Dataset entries
────────────────

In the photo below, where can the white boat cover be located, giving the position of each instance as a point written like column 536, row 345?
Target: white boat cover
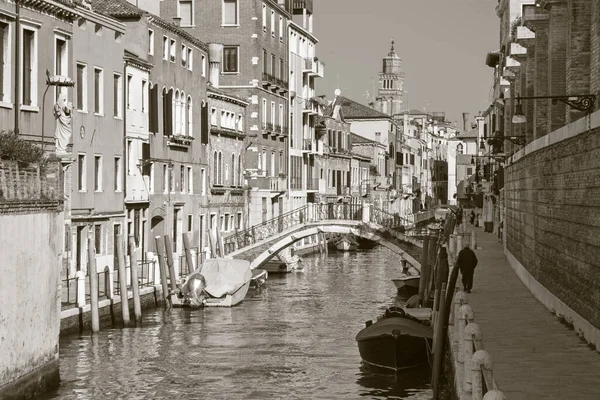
column 225, row 276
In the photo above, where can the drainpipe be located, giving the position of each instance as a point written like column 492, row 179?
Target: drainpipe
column 18, row 65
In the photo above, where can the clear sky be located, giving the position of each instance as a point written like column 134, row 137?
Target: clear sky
column 442, row 43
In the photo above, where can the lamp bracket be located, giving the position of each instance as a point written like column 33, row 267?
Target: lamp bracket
column 580, row 102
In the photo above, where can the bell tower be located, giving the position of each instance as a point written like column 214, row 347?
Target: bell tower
column 391, row 82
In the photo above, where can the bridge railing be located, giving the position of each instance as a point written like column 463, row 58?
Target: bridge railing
column 342, row 211
column 386, row 219
column 264, row 230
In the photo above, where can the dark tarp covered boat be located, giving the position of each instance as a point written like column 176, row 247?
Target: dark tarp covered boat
column 396, row 341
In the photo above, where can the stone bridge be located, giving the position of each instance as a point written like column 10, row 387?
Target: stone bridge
column 262, row 242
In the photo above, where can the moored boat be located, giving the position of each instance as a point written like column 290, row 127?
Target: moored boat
column 217, row 283
column 395, row 342
column 346, row 244
column 259, row 277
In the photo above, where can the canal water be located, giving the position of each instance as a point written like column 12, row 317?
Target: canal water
column 291, row 339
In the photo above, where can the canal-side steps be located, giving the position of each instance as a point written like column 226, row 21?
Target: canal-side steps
column 502, row 327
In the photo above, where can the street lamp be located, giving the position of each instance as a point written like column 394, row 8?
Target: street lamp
column 580, row 102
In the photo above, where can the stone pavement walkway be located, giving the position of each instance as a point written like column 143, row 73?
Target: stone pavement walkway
column 534, row 355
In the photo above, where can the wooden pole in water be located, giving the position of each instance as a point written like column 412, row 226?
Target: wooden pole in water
column 170, row 263
column 160, row 249
column 93, row 285
column 120, row 245
column 438, row 352
column 424, row 269
column 135, row 285
column 188, row 253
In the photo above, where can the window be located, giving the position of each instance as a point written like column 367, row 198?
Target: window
column 281, row 29
column 117, row 178
column 186, row 12
column 5, row 62
column 81, row 87
column 117, row 95
column 182, row 178
column 272, row 23
column 98, row 238
column 61, row 62
column 29, row 65
column 165, row 48
column 144, row 96
column 150, row 42
column 165, row 179
column 173, row 51
column 273, row 112
column 129, row 92
column 190, row 58
column 230, row 12
column 98, row 91
column 230, row 59
column 81, row 172
column 97, row 173
column 213, row 116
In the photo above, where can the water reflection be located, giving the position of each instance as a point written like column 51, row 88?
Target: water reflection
column 292, row 339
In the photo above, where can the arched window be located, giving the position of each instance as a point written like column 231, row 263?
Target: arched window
column 215, row 168
column 177, row 113
column 190, row 114
column 233, row 181
column 220, row 168
column 182, row 112
column 240, row 175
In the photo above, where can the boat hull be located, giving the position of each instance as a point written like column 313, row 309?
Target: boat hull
column 411, row 282
column 230, row 299
column 394, row 354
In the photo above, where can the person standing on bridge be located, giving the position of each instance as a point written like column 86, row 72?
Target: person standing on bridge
column 467, row 261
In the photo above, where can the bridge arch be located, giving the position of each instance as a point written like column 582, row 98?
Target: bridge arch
column 344, row 229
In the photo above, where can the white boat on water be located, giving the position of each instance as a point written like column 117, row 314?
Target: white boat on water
column 217, row 283
column 287, row 260
column 346, row 244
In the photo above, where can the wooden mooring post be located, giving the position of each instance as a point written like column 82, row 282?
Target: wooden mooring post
column 93, row 272
column 160, row 249
column 120, row 247
column 170, row 263
column 135, row 284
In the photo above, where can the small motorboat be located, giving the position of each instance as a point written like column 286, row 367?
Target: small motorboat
column 346, row 243
column 395, row 342
column 217, row 283
column 259, row 277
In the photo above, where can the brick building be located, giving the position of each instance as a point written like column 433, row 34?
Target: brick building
column 548, row 155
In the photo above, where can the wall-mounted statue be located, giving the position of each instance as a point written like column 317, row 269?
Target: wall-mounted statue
column 63, row 115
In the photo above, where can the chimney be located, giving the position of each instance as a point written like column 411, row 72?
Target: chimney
column 465, row 121
column 215, row 54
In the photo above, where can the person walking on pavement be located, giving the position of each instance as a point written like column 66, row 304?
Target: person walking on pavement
column 467, row 261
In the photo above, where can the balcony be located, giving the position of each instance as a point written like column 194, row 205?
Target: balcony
column 271, row 82
column 313, row 67
column 299, row 6
column 313, row 184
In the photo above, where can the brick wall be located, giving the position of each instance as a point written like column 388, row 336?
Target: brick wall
column 553, row 220
column 595, row 50
column 578, row 52
column 557, row 62
column 30, row 188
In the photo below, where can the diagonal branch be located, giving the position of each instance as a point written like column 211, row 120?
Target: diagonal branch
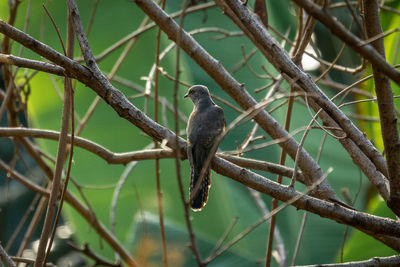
column 387, row 112
column 236, row 90
column 367, row 51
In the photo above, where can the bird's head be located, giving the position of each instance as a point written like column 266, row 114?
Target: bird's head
column 198, row 92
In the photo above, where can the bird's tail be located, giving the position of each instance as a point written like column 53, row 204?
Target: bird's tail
column 199, row 200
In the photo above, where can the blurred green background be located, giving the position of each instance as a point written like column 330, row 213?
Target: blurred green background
column 137, row 224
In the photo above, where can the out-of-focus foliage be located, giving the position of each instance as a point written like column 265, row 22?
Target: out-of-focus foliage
column 136, row 210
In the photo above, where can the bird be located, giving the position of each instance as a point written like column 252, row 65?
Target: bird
column 204, row 130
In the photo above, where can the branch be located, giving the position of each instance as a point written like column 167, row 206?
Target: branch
column 367, row 51
column 5, row 258
column 381, row 228
column 253, row 28
column 32, row 64
column 376, row 261
column 236, row 90
column 387, row 111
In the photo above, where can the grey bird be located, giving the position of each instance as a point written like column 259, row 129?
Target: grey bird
column 205, row 126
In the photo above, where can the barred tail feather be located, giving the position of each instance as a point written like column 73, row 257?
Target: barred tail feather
column 199, row 200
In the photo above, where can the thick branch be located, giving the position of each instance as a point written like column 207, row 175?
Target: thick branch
column 370, row 224
column 253, row 28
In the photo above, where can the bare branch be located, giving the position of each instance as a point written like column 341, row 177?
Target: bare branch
column 367, row 51
column 387, row 111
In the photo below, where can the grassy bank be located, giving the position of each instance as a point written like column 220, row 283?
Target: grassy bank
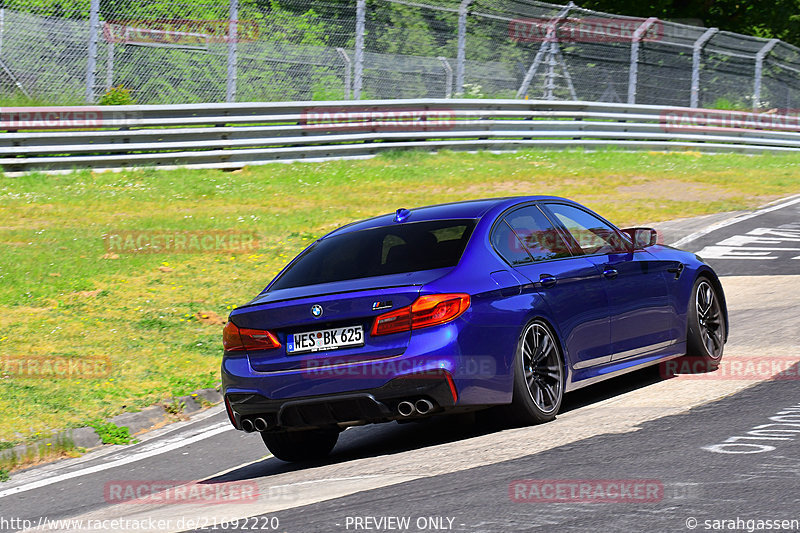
column 154, row 316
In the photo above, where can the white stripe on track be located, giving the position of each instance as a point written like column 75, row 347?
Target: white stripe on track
column 177, row 442
column 791, row 200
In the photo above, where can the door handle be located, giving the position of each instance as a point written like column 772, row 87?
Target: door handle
column 677, row 270
column 547, row 280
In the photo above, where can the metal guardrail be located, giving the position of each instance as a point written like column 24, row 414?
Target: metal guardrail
column 230, row 136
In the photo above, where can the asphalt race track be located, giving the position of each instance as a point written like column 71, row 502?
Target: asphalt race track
column 711, row 452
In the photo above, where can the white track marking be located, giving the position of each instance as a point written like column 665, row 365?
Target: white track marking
column 735, row 220
column 160, row 447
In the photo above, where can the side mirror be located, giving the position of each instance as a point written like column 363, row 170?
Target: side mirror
column 642, row 237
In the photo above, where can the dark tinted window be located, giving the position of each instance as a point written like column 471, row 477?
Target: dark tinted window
column 592, row 234
column 379, row 251
column 508, row 245
column 537, row 233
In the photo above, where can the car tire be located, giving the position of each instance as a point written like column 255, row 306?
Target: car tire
column 538, row 376
column 706, row 329
column 303, row 445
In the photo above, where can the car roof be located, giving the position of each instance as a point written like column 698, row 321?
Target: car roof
column 469, row 209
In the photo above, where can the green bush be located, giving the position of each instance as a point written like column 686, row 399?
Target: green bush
column 110, row 433
column 117, row 96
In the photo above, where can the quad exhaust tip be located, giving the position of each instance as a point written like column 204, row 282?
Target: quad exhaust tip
column 260, row 424
column 406, row 408
column 420, row 407
column 423, row 406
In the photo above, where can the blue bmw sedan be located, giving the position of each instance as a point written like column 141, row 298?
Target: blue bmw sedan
column 506, row 302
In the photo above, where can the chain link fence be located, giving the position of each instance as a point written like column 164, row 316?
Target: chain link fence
column 75, row 51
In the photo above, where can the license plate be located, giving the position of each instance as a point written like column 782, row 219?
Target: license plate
column 326, row 339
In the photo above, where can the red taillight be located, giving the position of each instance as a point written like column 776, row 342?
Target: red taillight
column 236, row 338
column 393, row 322
column 430, row 310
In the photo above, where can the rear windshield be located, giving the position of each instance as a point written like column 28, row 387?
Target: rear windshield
column 380, row 251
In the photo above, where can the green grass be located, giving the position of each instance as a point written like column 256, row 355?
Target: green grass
column 60, row 294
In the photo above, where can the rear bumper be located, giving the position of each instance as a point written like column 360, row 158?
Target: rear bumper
column 374, row 405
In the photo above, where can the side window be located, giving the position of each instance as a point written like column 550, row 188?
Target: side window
column 592, row 234
column 508, row 245
column 537, row 233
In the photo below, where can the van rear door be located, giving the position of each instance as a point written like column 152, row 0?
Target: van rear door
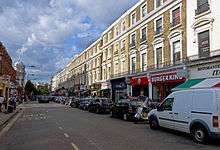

────────────────

Your answer should hold every line of the entries that contains the string "below".

### EXERCISE RESULT:
In the photo below, where can the white boat cover be located, giving the position of each instance as a point written like column 536, row 345?
In the photo below, where can the diagonal branch be located, giving the position of each instance as a point written like column 211, row 120?
In the photo below, where can the grassy bank be located, giving the position of each instance as a point written like column 220, row 283?
In the photo below, where can the van rear door be located, giving the position of each instance as a point written like column 152, row 0?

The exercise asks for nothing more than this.